WORK INSTRUCTION:
In the records that come next, find every line with "reflection". Return those lines.
§
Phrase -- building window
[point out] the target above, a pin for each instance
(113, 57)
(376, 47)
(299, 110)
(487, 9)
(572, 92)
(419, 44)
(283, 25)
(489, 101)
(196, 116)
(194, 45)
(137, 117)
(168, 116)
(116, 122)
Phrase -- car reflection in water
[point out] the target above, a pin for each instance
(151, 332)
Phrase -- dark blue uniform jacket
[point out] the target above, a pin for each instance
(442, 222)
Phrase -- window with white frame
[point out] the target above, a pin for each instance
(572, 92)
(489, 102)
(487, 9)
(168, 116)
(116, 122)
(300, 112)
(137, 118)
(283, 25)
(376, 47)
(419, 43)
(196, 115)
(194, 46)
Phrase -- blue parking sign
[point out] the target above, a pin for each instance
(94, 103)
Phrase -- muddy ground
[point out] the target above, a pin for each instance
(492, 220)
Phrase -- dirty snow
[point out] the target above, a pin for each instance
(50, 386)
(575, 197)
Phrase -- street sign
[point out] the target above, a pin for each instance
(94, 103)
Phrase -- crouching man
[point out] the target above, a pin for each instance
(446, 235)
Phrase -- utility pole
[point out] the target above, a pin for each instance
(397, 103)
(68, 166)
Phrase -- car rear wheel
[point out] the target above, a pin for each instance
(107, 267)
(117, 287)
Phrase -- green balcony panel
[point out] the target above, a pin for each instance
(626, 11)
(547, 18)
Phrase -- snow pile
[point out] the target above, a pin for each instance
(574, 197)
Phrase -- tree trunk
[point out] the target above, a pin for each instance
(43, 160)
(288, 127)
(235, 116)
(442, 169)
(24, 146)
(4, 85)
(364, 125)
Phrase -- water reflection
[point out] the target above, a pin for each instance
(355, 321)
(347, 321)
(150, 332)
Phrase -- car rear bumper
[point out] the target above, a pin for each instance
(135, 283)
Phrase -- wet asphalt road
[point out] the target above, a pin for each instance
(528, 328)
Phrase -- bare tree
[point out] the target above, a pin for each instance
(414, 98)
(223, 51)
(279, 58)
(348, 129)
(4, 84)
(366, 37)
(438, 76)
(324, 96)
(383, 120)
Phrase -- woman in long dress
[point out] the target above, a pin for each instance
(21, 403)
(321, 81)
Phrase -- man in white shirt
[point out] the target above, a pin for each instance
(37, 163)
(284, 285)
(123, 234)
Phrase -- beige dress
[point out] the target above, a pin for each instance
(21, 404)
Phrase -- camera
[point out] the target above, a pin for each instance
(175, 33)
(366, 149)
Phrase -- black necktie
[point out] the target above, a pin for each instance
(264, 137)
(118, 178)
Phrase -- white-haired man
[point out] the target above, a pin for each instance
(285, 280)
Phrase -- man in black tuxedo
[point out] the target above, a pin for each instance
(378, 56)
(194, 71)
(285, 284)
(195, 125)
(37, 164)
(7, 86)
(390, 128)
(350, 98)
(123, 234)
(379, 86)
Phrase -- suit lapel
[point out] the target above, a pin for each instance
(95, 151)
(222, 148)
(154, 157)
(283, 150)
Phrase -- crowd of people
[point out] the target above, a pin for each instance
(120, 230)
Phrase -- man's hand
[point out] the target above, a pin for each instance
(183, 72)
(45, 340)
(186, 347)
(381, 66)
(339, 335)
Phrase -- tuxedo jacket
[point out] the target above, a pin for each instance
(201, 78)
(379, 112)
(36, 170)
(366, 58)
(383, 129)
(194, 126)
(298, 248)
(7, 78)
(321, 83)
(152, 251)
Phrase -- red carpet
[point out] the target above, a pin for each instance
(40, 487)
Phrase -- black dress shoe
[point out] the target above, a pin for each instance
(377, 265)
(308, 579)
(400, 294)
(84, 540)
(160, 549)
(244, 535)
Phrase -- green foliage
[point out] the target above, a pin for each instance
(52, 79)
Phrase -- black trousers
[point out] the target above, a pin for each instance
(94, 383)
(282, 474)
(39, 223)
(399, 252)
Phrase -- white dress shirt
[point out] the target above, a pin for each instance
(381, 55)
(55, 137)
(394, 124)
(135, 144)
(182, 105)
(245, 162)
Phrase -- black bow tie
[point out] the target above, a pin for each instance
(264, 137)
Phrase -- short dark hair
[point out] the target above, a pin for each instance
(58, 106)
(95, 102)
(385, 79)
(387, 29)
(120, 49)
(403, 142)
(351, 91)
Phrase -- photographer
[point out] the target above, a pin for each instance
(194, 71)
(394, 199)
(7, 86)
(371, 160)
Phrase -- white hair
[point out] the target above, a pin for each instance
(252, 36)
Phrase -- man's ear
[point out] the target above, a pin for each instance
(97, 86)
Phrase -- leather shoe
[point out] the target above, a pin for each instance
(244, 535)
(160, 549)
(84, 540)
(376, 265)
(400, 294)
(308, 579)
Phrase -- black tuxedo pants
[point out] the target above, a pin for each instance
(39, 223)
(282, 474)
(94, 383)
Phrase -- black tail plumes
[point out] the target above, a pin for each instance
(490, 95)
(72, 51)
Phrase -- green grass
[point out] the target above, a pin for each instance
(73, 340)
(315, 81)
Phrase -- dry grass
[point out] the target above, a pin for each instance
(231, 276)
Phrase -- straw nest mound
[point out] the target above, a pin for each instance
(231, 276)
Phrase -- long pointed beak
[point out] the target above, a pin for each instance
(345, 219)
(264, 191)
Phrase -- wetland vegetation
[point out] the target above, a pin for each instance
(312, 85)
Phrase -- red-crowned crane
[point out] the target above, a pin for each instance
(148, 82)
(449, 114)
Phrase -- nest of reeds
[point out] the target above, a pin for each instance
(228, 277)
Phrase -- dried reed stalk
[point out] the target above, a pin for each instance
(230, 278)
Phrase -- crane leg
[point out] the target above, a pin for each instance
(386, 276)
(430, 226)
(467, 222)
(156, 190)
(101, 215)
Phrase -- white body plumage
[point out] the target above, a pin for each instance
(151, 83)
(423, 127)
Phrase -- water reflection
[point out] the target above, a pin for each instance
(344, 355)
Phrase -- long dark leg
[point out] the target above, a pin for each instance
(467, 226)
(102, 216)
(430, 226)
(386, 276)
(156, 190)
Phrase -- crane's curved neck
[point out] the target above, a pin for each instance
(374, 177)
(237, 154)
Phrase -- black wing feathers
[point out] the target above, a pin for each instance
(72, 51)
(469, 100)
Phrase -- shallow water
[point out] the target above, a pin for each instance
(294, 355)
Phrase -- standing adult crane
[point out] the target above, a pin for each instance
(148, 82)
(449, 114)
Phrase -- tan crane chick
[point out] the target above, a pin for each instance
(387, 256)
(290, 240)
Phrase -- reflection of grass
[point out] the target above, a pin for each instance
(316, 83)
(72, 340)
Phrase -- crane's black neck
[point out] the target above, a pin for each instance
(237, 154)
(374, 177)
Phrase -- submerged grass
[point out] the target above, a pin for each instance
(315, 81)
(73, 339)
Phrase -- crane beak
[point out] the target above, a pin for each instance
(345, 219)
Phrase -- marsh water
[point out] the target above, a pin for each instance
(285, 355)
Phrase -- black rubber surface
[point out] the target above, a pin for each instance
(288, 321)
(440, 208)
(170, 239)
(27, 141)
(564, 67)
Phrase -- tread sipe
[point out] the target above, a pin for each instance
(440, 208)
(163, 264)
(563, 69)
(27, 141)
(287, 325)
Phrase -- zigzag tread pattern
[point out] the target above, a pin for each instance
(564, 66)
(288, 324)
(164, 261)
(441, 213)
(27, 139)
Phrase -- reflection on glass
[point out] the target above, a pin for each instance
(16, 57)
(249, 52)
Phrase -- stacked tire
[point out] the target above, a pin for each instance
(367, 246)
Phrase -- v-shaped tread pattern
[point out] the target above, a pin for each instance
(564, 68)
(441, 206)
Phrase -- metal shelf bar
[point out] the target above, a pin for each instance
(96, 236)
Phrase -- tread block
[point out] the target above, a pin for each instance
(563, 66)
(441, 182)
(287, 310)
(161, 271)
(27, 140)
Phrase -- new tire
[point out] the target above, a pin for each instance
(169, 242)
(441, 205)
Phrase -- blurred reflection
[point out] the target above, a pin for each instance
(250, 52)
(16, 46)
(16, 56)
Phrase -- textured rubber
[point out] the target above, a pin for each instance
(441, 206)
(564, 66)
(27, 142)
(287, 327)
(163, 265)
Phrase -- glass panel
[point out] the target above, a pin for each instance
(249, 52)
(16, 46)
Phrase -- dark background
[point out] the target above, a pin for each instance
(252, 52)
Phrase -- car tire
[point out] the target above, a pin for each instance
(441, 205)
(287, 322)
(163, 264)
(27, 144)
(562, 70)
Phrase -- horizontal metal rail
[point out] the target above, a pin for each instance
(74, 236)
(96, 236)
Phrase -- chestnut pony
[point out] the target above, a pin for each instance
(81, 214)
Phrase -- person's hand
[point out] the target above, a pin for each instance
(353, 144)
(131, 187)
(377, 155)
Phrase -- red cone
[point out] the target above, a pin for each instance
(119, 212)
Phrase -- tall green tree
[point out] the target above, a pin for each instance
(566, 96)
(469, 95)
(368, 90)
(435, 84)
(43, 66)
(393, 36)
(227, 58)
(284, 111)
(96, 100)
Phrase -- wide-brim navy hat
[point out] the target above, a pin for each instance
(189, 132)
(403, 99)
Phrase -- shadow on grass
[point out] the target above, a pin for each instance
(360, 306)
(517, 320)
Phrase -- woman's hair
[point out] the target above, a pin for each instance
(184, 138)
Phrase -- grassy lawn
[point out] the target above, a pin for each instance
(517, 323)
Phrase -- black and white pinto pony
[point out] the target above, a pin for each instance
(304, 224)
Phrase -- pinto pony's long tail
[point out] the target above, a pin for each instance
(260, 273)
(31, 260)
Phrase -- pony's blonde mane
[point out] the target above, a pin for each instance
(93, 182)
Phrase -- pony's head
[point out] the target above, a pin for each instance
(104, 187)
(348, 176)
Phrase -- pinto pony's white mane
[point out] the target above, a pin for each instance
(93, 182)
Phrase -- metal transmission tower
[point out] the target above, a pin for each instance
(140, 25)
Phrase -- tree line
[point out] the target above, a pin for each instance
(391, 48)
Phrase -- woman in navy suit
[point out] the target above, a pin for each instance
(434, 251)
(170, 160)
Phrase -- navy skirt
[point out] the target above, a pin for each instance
§
ANSWER TO THIS PROBLEM:
Phrase -- car reflection in water
Phrase -- water reflection
Phrase -- water reflection
Phrase -- reflection of grass
Phrase -- reflection on glass
Phrase -- blurred reflection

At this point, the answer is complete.